France Honors Dennis Lim and John Waters

France Honors Dennis Lim and John Waters

On May 7, 2018, Dennis Lim, film critic and Director of Programming for the Film Society of Lincoln Center, and John Waters, artist and filmmaker, were honored with the insignia of the Order of Arts and Letters in a ceremony held at the Cultural Services of the French Embassy in New York. Cultural Counselor Bénédicte de Montlaur gave the following speech at the event.

Good evening!

As Cultural Counselor, it is my pleasure to welcome you here to the Cultural Services of the French Embassy to bestow the insignia of the Order of Arts and Letters upon Dennis Lim, film critic and Director of Programming for the Film Society of Lincoln Center, and John Waters, artist and filmmaker.

In 1957, the Order of Arts and Letters was established by the French government to recognize renowned artists and writers and those who have contributed significantly to furthering the arts in France and throughout the world.

-*-

→ Your task: Quote the article on the French honors for Dennis Lim and John Waters from "On May 7, 2018, Dennis" to "Good evening!".

-*-

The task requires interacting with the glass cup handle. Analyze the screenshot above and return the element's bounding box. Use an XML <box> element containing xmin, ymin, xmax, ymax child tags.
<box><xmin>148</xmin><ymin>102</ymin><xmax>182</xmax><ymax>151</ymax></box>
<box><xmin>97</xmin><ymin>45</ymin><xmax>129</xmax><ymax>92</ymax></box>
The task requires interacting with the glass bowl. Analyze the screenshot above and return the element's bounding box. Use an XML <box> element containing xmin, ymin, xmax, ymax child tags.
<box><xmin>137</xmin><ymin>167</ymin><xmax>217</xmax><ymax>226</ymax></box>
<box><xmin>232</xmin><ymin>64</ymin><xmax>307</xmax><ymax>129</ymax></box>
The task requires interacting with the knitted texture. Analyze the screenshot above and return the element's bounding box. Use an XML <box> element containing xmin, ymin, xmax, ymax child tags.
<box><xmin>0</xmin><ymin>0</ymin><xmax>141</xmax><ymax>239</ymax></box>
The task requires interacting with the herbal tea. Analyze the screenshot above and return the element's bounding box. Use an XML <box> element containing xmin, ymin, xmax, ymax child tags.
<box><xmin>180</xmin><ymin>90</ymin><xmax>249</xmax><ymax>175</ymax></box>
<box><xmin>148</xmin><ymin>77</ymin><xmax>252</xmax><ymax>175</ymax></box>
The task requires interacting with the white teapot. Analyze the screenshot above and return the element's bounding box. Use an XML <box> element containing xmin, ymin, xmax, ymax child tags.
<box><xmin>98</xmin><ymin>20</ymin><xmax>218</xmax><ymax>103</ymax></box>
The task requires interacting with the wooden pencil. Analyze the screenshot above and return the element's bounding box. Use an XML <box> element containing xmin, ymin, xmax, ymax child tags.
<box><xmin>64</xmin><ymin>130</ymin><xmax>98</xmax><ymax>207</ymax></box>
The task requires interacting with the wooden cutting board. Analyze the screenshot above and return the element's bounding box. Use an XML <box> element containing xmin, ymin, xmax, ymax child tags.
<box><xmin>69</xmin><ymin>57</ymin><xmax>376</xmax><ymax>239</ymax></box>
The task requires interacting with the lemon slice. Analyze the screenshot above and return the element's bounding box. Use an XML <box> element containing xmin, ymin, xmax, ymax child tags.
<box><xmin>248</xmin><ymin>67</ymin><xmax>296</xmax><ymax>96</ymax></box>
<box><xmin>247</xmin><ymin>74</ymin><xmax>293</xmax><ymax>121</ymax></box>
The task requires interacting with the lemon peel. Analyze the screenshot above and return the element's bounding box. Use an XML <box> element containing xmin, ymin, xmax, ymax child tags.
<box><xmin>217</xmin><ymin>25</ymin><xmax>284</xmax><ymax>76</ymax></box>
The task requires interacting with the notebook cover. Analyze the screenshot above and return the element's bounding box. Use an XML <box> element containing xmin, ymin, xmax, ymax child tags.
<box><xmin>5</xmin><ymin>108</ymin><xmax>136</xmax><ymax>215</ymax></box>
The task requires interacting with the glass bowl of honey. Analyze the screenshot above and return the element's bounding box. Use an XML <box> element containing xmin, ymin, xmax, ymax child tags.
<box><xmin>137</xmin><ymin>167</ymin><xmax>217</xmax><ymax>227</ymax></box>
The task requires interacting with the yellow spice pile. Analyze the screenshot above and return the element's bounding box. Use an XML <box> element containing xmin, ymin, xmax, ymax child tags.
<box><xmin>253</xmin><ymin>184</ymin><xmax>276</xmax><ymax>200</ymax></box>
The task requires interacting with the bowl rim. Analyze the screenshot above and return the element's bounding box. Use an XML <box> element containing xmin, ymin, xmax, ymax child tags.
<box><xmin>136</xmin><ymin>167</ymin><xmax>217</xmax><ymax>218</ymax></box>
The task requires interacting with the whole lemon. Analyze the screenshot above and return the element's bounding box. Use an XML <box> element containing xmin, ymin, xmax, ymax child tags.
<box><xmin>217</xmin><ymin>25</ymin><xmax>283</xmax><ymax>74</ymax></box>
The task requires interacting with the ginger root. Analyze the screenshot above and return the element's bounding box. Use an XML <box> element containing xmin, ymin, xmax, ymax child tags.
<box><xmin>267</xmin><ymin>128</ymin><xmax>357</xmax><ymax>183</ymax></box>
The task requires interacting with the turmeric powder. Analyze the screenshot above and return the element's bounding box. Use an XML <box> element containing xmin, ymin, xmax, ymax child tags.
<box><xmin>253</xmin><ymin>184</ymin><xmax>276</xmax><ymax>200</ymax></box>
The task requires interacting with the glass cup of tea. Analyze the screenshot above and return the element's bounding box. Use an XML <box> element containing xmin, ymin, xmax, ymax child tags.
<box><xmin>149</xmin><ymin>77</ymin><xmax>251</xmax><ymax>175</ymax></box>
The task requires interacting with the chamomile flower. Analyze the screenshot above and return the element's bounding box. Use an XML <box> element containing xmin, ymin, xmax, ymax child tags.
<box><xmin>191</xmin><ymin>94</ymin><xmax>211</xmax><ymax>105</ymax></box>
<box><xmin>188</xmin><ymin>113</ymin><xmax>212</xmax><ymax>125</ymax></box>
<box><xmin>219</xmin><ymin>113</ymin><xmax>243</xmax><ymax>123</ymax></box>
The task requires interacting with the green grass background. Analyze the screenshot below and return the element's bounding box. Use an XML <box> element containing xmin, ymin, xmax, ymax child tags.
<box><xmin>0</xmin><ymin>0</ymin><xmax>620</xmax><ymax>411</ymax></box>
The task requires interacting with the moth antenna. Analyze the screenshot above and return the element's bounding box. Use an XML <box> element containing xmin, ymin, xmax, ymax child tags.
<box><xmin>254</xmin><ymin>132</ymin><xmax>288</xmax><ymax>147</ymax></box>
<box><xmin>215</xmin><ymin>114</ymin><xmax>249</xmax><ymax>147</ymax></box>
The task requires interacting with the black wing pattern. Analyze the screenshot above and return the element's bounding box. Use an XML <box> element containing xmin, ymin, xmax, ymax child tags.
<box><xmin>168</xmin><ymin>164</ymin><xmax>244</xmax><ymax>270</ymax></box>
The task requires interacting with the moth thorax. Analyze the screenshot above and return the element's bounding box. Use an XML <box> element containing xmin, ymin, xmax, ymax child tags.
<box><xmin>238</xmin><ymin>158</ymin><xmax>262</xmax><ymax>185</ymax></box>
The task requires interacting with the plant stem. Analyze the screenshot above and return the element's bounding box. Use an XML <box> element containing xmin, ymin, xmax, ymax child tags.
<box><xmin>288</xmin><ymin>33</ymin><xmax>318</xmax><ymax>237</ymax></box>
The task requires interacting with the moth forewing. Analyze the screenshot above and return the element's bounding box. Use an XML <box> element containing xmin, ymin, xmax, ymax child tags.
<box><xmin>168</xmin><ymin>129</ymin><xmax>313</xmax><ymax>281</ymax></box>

-*-

→ Answer to the problem:
On May 7, 2018, Dennis Lim, film critic and Director of Programming for the Film Society of Lincoln Center, and John Waters, artist and filmmaker, were honored with the insignia of the Order of Arts and Letters in a ceremony held at the Cultural Services of the French Embassy in New York. Cultural Counselor Bénédicte de Montlaur gave the following speech at the event.

Good evening!